▶ [ACTIVITY LIST]:
a – In the passage on education and presidential politics, retype the words from "To wit: Our" to "matter. And so on.".
b – According to the passage on education and presidential politics, what might make this year an exception to education never being a major factor?
c – Carry on the passage about education and presidential politics from its last sentence.

▶ [SOURCE TEXT]:
⟨

Every election year, someone bemoans the fact that education is never a major factor in presidential politics. This year might be an exception, because of Common Core. But the reality is, presidential aspirants never talk about the issues that really interest the public at large.
Instead, politicians read from the same Big Book Of Education Shibboleths that pundits do.
To wit: Our public schools are a national disgrace with abysmal international rankings. Our test scores that haven’t budged in 40 years. Unions prevent bad teachers from being fired. Teachers are essential to academic outcomes but they are academically weak and unimpressive, the bottom feeders of college graduates. Administrators are crippled because they can’t fire bad teachers. We know what works in education. Choice will save our country by improving student outcomes. Charters have proven all kids can learn and poverty doesn’t matter. And so on.

⟩

▶ [DATA SHOWN]:

⟨

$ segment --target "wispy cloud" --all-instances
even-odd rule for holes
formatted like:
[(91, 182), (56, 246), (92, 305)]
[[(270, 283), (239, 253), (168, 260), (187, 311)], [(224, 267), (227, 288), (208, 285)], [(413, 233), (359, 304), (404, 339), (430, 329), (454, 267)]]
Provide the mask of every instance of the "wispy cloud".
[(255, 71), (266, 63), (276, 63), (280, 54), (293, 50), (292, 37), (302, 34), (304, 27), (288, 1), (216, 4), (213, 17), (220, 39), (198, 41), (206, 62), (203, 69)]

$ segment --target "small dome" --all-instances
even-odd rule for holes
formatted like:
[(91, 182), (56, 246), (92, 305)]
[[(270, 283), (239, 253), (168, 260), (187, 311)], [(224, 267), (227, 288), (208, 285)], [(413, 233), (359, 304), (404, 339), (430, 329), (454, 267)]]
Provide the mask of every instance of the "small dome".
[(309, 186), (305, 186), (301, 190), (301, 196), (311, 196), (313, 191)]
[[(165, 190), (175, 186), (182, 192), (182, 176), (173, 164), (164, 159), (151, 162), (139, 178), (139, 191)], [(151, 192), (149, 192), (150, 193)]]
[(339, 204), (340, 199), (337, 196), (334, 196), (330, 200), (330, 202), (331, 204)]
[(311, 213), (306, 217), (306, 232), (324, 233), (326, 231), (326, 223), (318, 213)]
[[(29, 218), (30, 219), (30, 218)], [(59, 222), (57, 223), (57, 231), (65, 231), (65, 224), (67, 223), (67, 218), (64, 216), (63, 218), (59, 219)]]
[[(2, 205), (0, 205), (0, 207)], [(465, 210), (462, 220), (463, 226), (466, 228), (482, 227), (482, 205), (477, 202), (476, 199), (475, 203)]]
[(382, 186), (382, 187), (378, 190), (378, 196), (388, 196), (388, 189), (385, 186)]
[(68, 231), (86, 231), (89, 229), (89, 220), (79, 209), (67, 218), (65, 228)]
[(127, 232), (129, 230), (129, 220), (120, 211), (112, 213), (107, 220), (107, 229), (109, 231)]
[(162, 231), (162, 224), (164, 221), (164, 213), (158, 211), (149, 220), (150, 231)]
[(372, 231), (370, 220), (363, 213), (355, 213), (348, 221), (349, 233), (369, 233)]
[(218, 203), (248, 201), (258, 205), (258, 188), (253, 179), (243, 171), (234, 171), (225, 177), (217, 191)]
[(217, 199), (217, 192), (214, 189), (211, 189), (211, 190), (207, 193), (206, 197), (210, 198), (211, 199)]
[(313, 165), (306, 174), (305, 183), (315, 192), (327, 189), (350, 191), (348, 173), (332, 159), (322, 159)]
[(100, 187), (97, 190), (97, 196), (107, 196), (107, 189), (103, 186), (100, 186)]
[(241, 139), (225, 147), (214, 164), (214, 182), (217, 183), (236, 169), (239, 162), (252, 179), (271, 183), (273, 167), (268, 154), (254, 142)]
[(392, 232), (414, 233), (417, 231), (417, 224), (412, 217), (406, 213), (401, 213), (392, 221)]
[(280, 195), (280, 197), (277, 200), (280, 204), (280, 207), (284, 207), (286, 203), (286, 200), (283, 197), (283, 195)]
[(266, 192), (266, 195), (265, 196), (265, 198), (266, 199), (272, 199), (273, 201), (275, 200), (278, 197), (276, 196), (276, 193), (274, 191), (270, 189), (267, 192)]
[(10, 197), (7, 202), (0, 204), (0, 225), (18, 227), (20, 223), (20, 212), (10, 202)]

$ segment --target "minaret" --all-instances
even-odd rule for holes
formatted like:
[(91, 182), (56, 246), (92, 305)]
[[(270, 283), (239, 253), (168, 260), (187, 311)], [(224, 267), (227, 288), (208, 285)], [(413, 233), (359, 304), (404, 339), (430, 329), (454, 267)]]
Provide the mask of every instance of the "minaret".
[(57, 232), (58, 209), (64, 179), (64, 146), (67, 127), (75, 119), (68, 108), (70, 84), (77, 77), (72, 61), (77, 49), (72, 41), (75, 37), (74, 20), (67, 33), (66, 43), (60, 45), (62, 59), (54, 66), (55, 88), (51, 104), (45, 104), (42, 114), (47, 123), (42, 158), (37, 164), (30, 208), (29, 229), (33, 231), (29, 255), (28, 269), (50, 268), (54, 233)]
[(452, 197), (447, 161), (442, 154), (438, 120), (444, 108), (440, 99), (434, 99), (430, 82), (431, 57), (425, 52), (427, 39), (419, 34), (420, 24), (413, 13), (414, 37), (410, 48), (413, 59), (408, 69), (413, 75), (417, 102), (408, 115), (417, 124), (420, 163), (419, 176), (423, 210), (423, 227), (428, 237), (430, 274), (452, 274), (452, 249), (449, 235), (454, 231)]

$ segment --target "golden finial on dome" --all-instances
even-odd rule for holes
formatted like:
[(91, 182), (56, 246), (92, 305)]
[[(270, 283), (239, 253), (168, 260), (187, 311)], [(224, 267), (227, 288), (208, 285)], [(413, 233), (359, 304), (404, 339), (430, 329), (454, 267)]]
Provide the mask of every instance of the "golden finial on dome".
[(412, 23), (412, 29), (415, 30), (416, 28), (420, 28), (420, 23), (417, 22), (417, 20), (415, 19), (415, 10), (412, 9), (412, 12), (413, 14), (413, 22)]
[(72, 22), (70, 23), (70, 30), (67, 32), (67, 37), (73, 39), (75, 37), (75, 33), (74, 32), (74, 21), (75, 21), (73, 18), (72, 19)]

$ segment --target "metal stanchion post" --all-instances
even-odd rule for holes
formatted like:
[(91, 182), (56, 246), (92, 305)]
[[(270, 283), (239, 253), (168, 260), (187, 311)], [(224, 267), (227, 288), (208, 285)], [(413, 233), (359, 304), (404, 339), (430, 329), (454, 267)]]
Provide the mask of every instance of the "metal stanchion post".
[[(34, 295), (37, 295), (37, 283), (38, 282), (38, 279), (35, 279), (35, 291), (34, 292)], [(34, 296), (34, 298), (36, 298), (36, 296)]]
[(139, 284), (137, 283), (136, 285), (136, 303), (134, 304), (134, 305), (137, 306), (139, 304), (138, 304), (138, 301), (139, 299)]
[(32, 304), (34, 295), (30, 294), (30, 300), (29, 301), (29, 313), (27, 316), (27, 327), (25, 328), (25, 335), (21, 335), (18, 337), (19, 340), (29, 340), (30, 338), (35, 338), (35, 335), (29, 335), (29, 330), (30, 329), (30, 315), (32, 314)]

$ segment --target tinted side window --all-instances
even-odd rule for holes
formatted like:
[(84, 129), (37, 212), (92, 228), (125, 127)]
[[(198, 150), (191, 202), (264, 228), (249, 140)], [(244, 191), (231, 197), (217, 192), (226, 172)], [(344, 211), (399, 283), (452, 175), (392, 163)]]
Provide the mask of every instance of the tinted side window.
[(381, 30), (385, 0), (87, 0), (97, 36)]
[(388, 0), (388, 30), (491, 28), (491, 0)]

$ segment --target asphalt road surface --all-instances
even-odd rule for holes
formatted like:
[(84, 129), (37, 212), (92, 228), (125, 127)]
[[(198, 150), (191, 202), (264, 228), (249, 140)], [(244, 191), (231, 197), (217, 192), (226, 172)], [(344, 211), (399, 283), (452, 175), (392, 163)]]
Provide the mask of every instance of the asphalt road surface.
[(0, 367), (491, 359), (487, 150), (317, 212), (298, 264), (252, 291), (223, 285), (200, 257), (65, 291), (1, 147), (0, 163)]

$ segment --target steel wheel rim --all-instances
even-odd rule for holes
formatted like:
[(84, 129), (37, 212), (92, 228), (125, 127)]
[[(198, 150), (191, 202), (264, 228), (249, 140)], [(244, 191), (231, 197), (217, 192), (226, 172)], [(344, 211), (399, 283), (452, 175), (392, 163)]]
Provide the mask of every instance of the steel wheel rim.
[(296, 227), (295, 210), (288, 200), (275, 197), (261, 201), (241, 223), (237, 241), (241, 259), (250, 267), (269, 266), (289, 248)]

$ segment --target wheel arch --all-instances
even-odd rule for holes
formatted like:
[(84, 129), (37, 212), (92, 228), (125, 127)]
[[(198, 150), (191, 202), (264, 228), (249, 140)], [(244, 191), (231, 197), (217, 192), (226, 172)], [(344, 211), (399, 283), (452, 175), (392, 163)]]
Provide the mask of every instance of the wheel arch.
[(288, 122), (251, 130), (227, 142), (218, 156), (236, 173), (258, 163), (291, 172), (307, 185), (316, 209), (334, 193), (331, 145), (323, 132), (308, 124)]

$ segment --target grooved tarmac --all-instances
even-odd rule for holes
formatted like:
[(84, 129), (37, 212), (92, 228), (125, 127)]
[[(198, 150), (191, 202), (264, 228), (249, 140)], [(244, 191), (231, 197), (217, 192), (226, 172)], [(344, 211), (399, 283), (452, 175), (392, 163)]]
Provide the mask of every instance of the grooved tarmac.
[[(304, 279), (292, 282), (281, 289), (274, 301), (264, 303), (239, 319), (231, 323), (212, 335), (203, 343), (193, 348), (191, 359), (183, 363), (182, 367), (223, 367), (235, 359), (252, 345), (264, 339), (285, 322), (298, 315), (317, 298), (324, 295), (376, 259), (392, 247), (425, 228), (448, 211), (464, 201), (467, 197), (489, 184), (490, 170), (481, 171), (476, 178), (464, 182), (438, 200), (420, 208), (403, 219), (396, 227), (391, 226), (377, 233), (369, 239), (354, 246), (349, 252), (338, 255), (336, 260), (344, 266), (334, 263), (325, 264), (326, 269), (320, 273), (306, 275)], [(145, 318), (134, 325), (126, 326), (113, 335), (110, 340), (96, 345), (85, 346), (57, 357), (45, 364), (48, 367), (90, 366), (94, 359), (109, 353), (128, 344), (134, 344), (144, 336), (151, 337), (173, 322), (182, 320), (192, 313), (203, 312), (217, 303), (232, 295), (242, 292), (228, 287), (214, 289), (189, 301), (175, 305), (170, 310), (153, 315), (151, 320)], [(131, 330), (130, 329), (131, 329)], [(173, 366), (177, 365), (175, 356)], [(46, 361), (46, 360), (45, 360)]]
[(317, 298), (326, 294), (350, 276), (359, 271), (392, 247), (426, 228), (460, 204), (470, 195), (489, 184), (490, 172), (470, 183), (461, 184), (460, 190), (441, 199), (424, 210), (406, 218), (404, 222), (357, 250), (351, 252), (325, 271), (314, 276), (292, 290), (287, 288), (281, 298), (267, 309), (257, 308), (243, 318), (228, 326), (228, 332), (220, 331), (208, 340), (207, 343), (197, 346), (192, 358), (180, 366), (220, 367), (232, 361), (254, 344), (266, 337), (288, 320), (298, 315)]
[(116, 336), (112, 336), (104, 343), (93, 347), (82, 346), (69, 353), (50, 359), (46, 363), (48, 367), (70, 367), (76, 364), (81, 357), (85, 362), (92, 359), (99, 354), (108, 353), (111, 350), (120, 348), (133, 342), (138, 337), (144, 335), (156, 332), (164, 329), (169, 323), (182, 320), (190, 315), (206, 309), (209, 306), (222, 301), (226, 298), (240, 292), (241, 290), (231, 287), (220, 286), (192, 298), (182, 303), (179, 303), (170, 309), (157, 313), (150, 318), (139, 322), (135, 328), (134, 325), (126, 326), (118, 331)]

⟩

▶ [ANSWERS TO THE PROBLEMS]:
a –
To wit: Our public schools are a national disgrace with abysmal international rankings. Our test scores that haven’t budged in 40 years. Unions prevent bad teachers from being fired. Teachers are essential to academic outcomes but they are academically weak and unimpressive, the bottom feeders of college graduates. Administrators are crippled because they can’t fire bad teachers. We know what works in education. Choice will save our country by improving student outcomes. Charters have proven all kids can learn and poverty doesn’t matter. And so on.

b – Common Core

c –
All the conventional wisdom I’ve outlined in the previous paragraph is false, or at least complicated by reality. Any education reformer with more than two years experience would certainly agree that the public is mostly unmoved by rhetoric about teacher quality, tenure, curriculum changes, and choice—in fact, when “education reform” is a voting issue, the voters are often going against reform.
Education reformers are very much like Meg Ryan in When Harry Met Sally: All this time I thought he didn’t want to get married. But, the truth is, he didn’t want to marry me.
Yeah, sorry. Your ideas, reformers, they just don’t do it for the public.
So I put together some policies that a lot of the public would agree with and many would consider important enough to make a voting issue. In each case, the necessary legislation could be introduced at the state or federal level.
There’s a catch, of course. These proposals are nowhere on the horizon. But any serious understanding of these proposals will lead to an understanding of just how very far the acceptable debate is from the reality on the ground.
To understand these proposals, a Reality Primer:
1) Some children cannot learn to the desired standard in an acceptable timeframe or, in the case of high school, in any timeframe.
2) The more rigorous the standard, the greater number of students who will be incapable of learning to that standard.
3) As a result of the first two immutable facts, schools can’t require an unbendable promotion standard.
4) By high school, the range of student understanding in any one classroom is beyond what most outsiders can possibly conceive of.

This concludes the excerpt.